_Text excerpt_:
%%

State ex rel. J. D. S. v. Edwards

Decision Date18 December 1978
Docket NumberNo. 60634,60634
PartiesSTATE of Missouri ex rel. J. D. S., a minor child by his guardian ad litem, and J. D. M., Relators, v. The Honorable Ninian M. EDWARDS, Judge of the Juvenile Court of St. Louis County, Missouri, Respondent.
CourtMissouri Supreme Court

Robert C. Dodson, Festus, for relator (Father).

Elizabeth R. Levine, Clayton, for relator (Atty. and Guardian).

Martin Schiff, Jr., Clayton, Michael Bastian, St. Louis (of counsel), for respondent.

RENDLEN, Judge.

Relators J.D.M., the putative father and J.D.S., his illegitimate son, sought prohibition in the Court of Appeals, St. Louis District, to prevent the Judge of the Juvenile Court of St. Louis County from transferring the guardianship and custody of the child to the State Division of Family Services after terminating the parental rights of only the child's unwed mother. The Court of Appeals issued its writ prohibiting respondent from making such custodial change. The cause was transferred here and though such transfer was ordered following opinion in the Court of Appeals, "we consider the case the same as one that had been commenced as an original proceeding in this court." State ex rel. Adrian Bank v. Luten, 488 S.W.2d 636, 637 (Mo. banc 1973).

%%

_Instruction A_:
Reproduce the passage of the Missouri court opinion from "Relators J.D.M., the" up to and including "(Mo. banc 1973).".
_Instruction B_:
Extend the Missouri custody opinion past its final sentence.
The records come from a different source than the opinion above.

_Raw data_:
%%

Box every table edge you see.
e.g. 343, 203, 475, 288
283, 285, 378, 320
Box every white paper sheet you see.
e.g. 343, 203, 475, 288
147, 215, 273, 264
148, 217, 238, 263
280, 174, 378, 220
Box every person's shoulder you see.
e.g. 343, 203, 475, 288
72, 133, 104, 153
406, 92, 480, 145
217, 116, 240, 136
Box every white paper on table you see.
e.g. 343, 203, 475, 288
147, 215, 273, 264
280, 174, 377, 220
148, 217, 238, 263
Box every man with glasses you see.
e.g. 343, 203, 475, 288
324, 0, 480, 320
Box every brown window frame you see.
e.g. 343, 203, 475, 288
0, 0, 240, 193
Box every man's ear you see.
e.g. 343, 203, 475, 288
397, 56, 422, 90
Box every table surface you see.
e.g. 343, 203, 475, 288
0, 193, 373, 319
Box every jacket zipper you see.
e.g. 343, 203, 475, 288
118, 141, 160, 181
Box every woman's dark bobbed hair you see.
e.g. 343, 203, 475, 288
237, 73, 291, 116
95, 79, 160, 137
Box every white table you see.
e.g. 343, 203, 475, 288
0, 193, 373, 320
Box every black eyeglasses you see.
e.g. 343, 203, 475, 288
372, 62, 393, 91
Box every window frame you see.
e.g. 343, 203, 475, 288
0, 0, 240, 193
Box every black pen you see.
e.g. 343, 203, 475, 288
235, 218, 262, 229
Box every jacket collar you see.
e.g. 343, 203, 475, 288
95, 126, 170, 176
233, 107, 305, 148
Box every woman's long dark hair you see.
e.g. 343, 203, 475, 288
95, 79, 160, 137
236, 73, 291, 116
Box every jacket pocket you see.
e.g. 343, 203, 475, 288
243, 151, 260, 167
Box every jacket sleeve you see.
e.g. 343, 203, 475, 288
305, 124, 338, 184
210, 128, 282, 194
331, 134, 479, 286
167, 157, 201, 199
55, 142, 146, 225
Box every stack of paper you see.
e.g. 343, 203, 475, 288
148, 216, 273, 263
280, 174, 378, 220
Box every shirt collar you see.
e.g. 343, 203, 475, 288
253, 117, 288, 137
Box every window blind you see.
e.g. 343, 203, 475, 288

%%

_Result A_:
Relators J.D.M., the putative father and J.D.S., his illegitimate son, sought prohibition in the Court of Appeals, St. Louis District, to prevent the Judge of the Juvenile Court of St. Louis County from transferring the guardianship and custody of the child to the State Division of Family Services after terminating the parental rights of only the child's unwed mother. The Court of Appeals issued its writ prohibiting respondent from making such custodial change. The cause was transferred here and though such transfer was ordered following opinion in the Court of Appeals, "we consider the case the same as one that had been commenced as an original proceeding in this court." State ex rel. Adrian Bank v. Luten, 488 S.W.2d 636, 637 (Mo. banc 1973).

_Result B_:
The principal questions presented are (1) may the State constitutionally terminate parental rights without providing the putative father an opportunity to protect his status as a parent, and (2) if he is entitled to such opportunity, against what standard shall his substantive rights be measured in parental termination proceedings?

The relator-child was born out of wedlock on May 19, 1976, and almost immediately the mother K.L.S., then a minor, executed her consent to the termination of parental rights and a waiver of the necessity of consent to her son's future adoption. The Division of Family Services placed the child in a foster home about May 24, 1976, where he has remained under order of respondent throughout these proceedings.

The father states that since the birth of the child, he has repeatedly demanded custody and that "visits between the father and child have continuously been arranged through the Agency since the child's birth." Respondent in his brief concedes the correctness of these statements.

On March 22, 1977, the juvenile officer of St. Louis County, Missouri, petitioned the Juvenile Division of the Circuit Court of St. Louis County, naming K.L.S. as the mother and J.D.M. as the father, praying that the court terminate all Parental rights of the mother and transfer legal custody of the child to the Division of Family Services. Notified of the proceedings, the father filed a request for an admission that he was the natural father of the child, and the mother and juvenile officer admitted the relationship.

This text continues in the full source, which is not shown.